● STATED GOAL A
According to the Solver Foundation text below, what minimum number of barrels of gasoline must the refinery produce?

● TEXT TO READ
— BEGIN —

Solver Foundation 3.0

You can use linear programming to minimize or maximize functions. In this example, an oil refinery must procure crude oil from two sources. The objective is to minimize the purchase cost of crude oils of varying quality and to meet minimum production levels of 2,000 barrels of gasoline, 1,500 barrels of jet fuel, and 500 barrels of machine lubricant. Meanwhile, the suppliers cannot exceed their maximum daily production of crude oil. The following table shows the costs and capabilities of the two different crude oils.

Source

Saudi Arabia refining

Venezuela refining

Cost

$20 per barrel

$15 per barrel

Maximum daily production

9,000 barrels

6,000 barrels

Refining percentages

30% gasoline

40% jet fuel

20% lubricant

10% waste

40% gasoline

20% jet fuel

30% lubricant

10% waste

The following example demonstrates how to use Solver Foundation to create and solve the refining model by using the Solver Foundation Services layer.

To bind data to input parameters and output variables

  1. Create a console application named PetroChem.

  2. Add a reference to Microsoft Solver Foundation on the .NET tab of the Add Reference dialog box.

  3. Add the following Imports or using statements to the top of the Program code file.

    
    Imports Microsoft.SolverFoundation.Common
    Imports Microsoft.SolverFoundation.Services
    
    
    
  4. Create the following class to define the information used to describe a country or region.

    
    Class CountryDef
        Public Property Country() As String
            Get
                Return m_Country
            End Get
            Set(ByVal value As String)

— END —

● STATED GOAL B
Locate every line in the entries below that contains the word "magnet" and copy each of those lines. Case counts.

● EXERCISE MATERIAL
— BEGIN —

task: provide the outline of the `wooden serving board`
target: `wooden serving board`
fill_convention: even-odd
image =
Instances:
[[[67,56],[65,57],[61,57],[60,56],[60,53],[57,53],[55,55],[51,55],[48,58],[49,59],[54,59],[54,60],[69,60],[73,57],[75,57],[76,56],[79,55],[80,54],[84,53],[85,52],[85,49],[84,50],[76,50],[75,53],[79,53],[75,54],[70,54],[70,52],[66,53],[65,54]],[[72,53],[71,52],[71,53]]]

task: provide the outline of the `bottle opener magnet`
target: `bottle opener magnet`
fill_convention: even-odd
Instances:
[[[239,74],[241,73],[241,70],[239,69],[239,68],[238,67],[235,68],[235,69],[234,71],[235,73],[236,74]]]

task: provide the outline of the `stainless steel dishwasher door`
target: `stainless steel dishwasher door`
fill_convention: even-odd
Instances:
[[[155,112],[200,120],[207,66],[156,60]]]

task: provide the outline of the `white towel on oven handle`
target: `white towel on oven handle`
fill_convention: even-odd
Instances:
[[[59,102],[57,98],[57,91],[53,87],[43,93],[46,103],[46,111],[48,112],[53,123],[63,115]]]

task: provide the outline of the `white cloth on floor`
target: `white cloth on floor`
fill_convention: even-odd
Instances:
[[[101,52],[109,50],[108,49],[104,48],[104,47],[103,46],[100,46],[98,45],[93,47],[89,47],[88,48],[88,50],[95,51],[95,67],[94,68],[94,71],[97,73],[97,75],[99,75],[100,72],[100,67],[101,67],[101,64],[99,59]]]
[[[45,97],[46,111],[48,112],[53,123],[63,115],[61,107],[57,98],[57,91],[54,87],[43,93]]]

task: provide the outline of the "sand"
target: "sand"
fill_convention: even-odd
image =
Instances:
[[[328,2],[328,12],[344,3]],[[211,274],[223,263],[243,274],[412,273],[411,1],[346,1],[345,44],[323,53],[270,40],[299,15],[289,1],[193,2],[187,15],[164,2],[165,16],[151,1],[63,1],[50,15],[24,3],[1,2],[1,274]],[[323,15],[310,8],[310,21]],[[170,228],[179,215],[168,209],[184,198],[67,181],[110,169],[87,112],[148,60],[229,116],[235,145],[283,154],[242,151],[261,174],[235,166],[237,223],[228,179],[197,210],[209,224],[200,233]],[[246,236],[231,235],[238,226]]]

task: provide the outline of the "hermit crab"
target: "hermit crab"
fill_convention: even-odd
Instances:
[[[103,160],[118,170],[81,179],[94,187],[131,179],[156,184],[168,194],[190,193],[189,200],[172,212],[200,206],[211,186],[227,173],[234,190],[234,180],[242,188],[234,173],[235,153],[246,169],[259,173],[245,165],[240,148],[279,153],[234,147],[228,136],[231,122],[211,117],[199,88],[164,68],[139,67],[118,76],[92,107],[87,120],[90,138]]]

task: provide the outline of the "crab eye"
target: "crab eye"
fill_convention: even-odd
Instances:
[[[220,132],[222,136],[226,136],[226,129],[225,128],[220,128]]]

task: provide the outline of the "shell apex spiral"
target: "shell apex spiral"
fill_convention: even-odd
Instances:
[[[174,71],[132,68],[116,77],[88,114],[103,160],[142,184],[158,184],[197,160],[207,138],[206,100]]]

— END —

● ANSWER A
2,000 barrels

● ANSWER B
task: provide the outline of the `bottle opener magnet`
target: `bottle opener magnet`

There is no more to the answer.